§ Natural language region descriptions:
%%
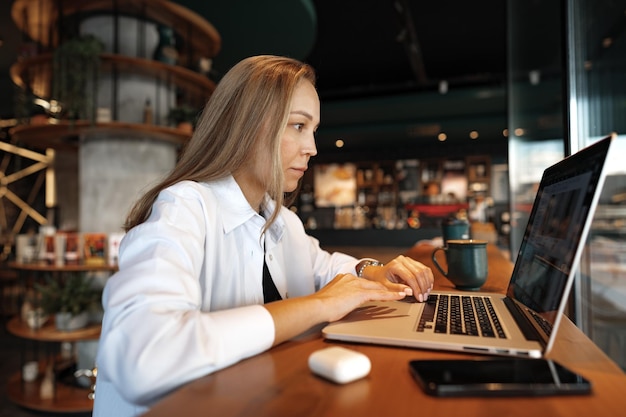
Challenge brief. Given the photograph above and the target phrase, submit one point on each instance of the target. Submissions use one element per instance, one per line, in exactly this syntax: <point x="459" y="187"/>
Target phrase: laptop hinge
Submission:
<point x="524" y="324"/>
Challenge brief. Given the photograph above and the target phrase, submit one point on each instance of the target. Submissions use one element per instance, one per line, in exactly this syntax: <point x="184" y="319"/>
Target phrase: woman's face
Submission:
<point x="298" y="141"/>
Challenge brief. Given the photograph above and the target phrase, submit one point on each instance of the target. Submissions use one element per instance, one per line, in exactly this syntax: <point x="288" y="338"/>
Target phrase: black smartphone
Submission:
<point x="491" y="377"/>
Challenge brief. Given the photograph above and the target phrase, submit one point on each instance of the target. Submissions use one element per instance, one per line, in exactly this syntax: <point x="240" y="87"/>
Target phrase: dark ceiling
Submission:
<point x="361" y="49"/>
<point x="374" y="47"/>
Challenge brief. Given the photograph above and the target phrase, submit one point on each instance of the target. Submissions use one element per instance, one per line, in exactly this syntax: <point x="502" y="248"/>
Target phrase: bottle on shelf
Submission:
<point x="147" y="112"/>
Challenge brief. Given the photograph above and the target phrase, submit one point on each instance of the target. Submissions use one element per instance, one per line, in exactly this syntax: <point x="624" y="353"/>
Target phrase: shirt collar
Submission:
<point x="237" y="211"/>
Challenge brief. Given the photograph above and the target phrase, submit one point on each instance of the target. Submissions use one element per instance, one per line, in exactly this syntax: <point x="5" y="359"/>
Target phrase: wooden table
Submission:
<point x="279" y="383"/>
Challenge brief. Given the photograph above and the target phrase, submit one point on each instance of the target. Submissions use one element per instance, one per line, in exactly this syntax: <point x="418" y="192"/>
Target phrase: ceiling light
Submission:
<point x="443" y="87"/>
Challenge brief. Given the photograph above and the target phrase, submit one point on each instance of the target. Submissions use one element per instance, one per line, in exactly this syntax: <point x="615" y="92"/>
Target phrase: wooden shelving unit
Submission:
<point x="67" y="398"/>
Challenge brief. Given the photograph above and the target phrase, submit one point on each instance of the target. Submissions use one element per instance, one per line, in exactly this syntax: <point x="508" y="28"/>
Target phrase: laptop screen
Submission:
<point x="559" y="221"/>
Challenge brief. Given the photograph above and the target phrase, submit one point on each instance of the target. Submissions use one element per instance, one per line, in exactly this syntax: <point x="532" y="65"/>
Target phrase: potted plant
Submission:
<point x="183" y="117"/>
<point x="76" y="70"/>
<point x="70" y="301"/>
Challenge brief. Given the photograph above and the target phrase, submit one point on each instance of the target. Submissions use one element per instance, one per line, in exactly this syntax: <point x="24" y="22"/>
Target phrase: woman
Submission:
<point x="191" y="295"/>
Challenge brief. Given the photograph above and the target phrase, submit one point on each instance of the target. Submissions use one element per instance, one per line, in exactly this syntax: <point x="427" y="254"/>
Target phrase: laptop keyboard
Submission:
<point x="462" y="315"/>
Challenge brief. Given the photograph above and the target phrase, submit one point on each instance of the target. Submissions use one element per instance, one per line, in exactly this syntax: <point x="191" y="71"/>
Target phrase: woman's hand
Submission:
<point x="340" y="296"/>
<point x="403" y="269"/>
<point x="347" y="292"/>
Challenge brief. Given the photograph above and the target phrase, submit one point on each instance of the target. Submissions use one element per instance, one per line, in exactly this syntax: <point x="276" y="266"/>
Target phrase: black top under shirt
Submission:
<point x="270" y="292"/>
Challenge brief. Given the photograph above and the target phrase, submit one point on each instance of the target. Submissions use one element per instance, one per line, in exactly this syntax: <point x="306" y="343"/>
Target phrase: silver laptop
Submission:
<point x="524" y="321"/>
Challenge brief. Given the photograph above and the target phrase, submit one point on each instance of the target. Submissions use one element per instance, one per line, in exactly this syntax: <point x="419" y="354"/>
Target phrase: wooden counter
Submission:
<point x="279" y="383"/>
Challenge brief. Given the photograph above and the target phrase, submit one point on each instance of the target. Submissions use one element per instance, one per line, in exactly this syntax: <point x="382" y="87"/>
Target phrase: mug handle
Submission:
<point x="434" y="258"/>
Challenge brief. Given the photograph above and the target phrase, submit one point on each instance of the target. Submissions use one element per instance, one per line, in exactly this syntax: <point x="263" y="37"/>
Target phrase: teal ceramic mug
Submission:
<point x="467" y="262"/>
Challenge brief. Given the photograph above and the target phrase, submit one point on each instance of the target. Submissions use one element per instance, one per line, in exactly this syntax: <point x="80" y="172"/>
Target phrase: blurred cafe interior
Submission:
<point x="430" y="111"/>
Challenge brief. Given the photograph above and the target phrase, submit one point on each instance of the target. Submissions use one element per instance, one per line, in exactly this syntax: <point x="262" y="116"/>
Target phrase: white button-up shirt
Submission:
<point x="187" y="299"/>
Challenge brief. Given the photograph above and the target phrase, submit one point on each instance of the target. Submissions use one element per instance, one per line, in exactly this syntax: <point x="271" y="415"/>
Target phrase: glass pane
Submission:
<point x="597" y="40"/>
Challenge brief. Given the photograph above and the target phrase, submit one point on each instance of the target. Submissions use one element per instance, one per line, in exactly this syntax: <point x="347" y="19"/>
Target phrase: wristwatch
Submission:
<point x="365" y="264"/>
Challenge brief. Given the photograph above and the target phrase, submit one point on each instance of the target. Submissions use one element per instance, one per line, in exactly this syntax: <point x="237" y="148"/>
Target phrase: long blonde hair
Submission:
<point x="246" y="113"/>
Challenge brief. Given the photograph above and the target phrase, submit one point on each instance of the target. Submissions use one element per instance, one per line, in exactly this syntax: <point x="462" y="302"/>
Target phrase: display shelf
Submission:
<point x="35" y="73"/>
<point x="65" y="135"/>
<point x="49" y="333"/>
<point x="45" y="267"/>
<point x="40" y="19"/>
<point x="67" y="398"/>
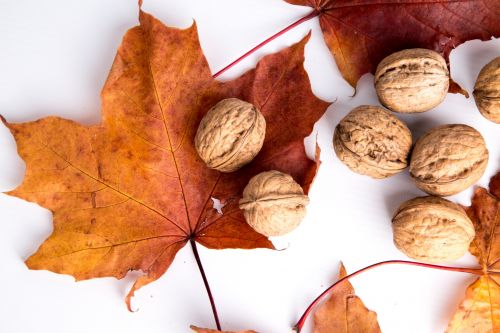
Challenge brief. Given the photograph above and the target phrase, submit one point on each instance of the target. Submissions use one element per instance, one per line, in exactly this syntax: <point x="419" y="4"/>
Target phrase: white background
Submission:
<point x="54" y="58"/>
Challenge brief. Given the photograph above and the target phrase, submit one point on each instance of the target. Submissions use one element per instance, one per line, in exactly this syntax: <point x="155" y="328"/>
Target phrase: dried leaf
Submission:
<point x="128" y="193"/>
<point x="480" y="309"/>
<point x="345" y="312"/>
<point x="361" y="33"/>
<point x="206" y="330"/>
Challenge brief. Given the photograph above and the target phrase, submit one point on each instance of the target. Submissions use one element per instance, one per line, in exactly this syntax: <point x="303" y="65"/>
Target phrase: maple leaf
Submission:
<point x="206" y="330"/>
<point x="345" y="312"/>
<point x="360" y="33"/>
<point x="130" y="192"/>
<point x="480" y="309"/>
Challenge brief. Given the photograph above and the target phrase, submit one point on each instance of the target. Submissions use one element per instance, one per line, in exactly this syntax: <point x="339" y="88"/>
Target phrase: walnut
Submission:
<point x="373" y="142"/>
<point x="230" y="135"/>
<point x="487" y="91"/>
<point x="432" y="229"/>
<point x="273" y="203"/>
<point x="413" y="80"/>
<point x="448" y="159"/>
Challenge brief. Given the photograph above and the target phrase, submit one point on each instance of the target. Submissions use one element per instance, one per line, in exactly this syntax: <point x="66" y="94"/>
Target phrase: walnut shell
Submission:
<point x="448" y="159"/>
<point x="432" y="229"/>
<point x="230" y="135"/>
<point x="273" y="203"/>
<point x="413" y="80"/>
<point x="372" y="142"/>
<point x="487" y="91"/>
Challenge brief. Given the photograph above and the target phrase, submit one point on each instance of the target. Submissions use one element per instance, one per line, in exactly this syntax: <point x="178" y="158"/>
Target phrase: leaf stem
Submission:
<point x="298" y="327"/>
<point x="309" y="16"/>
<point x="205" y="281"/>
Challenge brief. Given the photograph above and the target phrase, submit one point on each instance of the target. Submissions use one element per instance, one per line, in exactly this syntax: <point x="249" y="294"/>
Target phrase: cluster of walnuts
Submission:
%%
§ What is being asked:
Each line with the word "white" in the records above belongs in the result; copy all of them.

§ Answer to the exercise:
Target phrase: white button-up shirt
Target phrase: white background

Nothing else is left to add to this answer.